• _Instructions for the task_: Exactly reproduce the lines that follow.

• _Working data_:

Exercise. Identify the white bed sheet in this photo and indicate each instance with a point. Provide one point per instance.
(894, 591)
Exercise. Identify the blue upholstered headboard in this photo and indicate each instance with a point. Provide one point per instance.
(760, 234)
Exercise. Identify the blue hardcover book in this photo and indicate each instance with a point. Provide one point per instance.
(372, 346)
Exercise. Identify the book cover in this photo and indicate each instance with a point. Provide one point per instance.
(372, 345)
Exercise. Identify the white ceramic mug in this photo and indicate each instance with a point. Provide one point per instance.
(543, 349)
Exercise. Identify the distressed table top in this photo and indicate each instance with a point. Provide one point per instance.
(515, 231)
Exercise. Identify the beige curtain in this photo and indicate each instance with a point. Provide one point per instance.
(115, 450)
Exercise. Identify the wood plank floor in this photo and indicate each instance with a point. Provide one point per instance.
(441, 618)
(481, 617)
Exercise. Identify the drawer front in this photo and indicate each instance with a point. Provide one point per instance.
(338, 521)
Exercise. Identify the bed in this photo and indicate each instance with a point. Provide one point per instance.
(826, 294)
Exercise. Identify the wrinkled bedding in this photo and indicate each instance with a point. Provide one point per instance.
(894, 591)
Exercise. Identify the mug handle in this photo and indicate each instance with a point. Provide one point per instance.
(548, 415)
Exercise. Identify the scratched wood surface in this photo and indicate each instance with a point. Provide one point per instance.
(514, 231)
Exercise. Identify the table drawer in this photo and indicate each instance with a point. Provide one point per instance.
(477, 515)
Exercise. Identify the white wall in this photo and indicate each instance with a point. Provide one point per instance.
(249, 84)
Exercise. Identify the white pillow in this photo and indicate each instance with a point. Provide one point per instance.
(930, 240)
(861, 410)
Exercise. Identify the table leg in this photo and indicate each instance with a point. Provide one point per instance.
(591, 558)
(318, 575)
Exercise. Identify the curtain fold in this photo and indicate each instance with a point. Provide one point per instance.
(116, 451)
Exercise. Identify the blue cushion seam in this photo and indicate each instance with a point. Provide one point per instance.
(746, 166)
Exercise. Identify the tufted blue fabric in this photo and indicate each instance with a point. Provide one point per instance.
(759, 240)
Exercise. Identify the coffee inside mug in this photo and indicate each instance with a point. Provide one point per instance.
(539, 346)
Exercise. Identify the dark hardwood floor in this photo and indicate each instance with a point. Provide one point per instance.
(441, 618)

• _Right answer_:
Exercise. Identify the white bed sheet in this photo and indicate each instance with a point. Provide one point per instance.
(894, 591)
Exercise. Identify the blue upholstered headboard in this photo and indicate each instance with a point. Provide one point per instance.
(760, 234)
Exercise. Identify the blue hardcover book in this photo and indicate each instance with a point. Provide one point per instance.
(372, 346)
Exercise. Identify the book cover in this photo and indicate each instance with a point. Provide one point per instance.
(372, 345)
Exercise. Identify the white ceramic mug in this photo and indicate each instance with a point. Provide one point per instance.
(543, 349)
Exercise. Identify the distressed table top in this photo and indicate each instance with a point. Provide one point per instance.
(515, 231)
Exercise. Identify the beige curtain in this photo and indicate each instance with a point. Provide one point per instance.
(115, 450)
Exercise. Identify the wood plank floor in this photo and indicate each instance with a point. Provide one point per instance.
(441, 618)
(481, 617)
Exercise. Identify the drawer front in this photo and indicate each instance with a point. Provide one point per instance.
(338, 521)
Exercise. Identify the bed in this photo and indicate each instance with a point. Provide one point per instance.
(826, 294)
Exercise. Identify the wrinkled bedding in this photo and indicate each instance with a point. Provide one point per instance.
(894, 591)
Exercise. Identify the mug handle in this photo and indicate each instance with a point. Provide one point per instance.
(548, 415)
Exercise. Identify the scratched wood surface in this photo and indicate each instance with a point. Provide one point per instance.
(514, 231)
Exercise. Identify the table drawer in this photo and indicate each instance with a point. Provide one point per instance.
(477, 515)
Exercise. Identify the white wall in this photo and indicate each instance with a point. Provide one point per instance.
(249, 84)
Exercise. Identify the white pillow in this photo and indicate each instance with a point. Provide one point per instance.
(930, 240)
(861, 410)
Exercise. Identify the table leg in this photo and indicate each instance with a point. Provide one point per instance.
(591, 558)
(318, 575)
Exercise. Identify the curtain fold in this photo and indicate each instance with a point. Provide one point per instance.
(116, 451)
Exercise. Identify the blue cushion seam in this photo and indicate each instance with a point. Provide one point per instance.
(746, 166)
Exercise. Identify the tufted blue fabric in this photo and indicate each instance with a point. Provide one point per instance.
(759, 240)
Exercise. Identify the coffee inside mug in this photo and indicate each instance with a point. Provide one point per instance.
(539, 346)
Exercise. Identify the dark hardwood floor in this photo and indicate each instance with a point. Provide one point per instance.
(441, 618)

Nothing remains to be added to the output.